- **SUPPLIED TEXT**:
********************
The Java platform provides a number of features designed for improving the security of Java applications. This includes enforcing runtime constraints through the use of the Java Virtual Machine (JVM), a security manager that sandboxes untrusted code from the rest of the operating system, and a suite of security APIs that Java developers can utilise. Despite this, criticism has been directed at the programming language, and Oracle, due to an increase in malicious programs that revealed security vulnerabilities in the JVM, which were subsequently not properly addressed by Oracle in a timely manner.

Security features

The JVM
The binary form of programs running on the Java platform is not native machine code but an intermediate bytecode. The JVM performs verification on this bytecode before running it to prevent the program from performing unsafe operations such as branching to incorrect locations, which may contain data rather than instructions. It also allows the JVM to enforce runtime constraints such as array bounds checking. This means that Java programs are significantly less likely to suffer from memory safety flaws such as buffer overflow than programs written in languages such as C which do not provide such memory safety guarantees.

The platform does not allow programs to perform certain potentially unsafe operations such as pointer arithmetic or unchecked type casts. It manages memory allocation and initialization and provides automatic garbage collection which in many cases (but not all) relieves the developer from manual memory management. This contributes to type safety and memory safety.

Security manager
The platform provides a security manager which allows users to run untrusted bytecode in a "sandboxed" environment designed to protect them from malicious or poorly written software by preventing the untrusted code from accessing certain platform features and APIs. For example, untrusted code might be prevented from reading or writing files on the local filesystem, running arbitrary commands with the current user's privileges, accessing communication networks, accessing the internal private state of objects using reflection, or causing the JVM to exit.

The security manager also allows Java programs to be cryptographically signed; users can choose to allow code with a valid digital signature from a trusted entity to run with full privileges in circumstances where it would otherwise be untrusted.

Users can also set fine-grained access control policies for programs from different sources. For example, a user may decide that only system classes should be fully trusted, that code from certain trusted entities may be allowed to read certain specific files, and that all other code should be fully sandboxed.

Security APIs
The Java Class Library provides a number of APIs related to security, such as standard cryptographic algorithms, authentication, and secure communication protocols.
********************
- **DATA LINES**:
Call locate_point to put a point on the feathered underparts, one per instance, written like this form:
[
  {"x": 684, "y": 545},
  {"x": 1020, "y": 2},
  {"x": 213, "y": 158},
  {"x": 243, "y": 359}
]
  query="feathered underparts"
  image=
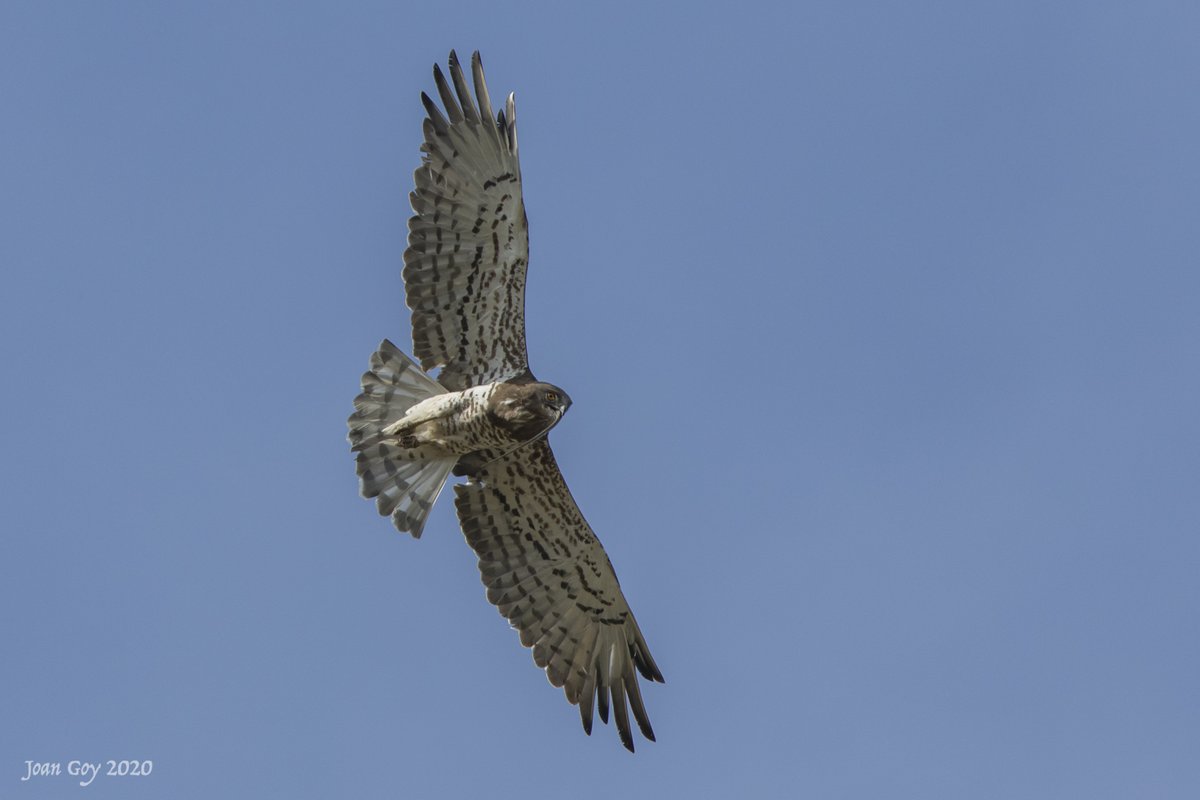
[
  {"x": 405, "y": 477},
  {"x": 465, "y": 275}
]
********************
- **INSTRUCTIONS**:
- 1) According to the text on Java platform security, what form do programs running on the Java platform take instead of native machine code?
- 2) Carry the text on Java platform security forward from its last sentence.

- **TASK-BY-TASK OUTPUTS**:
- 1) An intermediate bytecode.

- 2)
Potential sources of security vulnerabilities in Java applications

There are a number of possible sources of security vulnerabilities in Java applications, some of which are common to non-Java applications and some of which are specific to the Java platform. (Note that these refer to potential sources of vulnerabilities which need to be kept in mind by security-conscious programmers: this is not intended as a list of actual vulnerabilities.)

Examples of potential sources of vulnerability common to Java and non-Java applications are:

 Vulnerabilities in the protection mechanisms provided by the hardware or operating system which the application relies upon for its security
 Vulnerabilities in native libraries, such as the C standard library, which may be used to implement the application and/or runtime
 Vulnerabilities caused purely by errors in user programs (for example improper construction of SQL queries leading to SQL injection vulnerabilities)

However, much discussion of Java security focusses on potential sources of vulnerability specific to the Java platform. These include:

 Vulnerabilities in the sandboxing mechanism which allow untrusted bytecode to circumvent the restrictions imposed by the security manager
 Vulnerabilities in the Java class library which an application relies upon for its security

A vulnerability in the Java platform will not necessarily make all Java applications vulnerable. When vulnerabilities and patches are announced, for example by Oracle, the announcement will normally contain a breakdown of which types of application are affected (example).

For example, a hypothetical security flaw which affects only the security manager sandboxing mechanism of a particular JVM implementation would mean that only Java applications which run arbitrary untrusted bytecode would be compromised: applications where the user fully trusts and controls all bytecode being executed would not. This would mean that, say, a web browser plugin based on that JVM would be vulnerable to malicious applets downloaded from public websites, but a server-side web application running on the same version of the JVM where the administrator has full control over the classpath would be unaffected.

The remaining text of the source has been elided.